# What you have to do
Within the records below, find each line that holds the string "formatted", then copy it.

▼

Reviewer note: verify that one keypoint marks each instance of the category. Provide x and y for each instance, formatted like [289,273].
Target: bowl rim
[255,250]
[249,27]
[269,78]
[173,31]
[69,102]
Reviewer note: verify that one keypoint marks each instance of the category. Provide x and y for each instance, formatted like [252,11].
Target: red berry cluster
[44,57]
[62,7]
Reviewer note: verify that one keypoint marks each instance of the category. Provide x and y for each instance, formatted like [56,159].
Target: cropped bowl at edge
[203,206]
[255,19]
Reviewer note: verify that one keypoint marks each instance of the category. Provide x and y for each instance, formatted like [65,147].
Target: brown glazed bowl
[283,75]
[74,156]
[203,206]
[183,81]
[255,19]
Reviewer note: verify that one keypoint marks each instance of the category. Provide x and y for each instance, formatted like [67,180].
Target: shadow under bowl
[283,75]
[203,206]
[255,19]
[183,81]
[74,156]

▲

# Result of the task
Reviewer note: verify that one keypoint marks each instance of the category. Provide x and y for each instance, formatted like [289,273].
Reviewer note: verify that one keypoint marks each instance of the category. Provide x and y for each instance, formatted like [252,11].
Reviewer note: verify that one keypoint marks each instance of the category. Provide x and y for each instance, formatted like [56,159].
Reviewer note: verify that one keypoint marks each instance of the category. Provide x and y for each instance, formatted like [65,147].
Reviewer note: verify that one keypoint marks each instance of the category. Provide x and y for each instance, formatted like [67,180].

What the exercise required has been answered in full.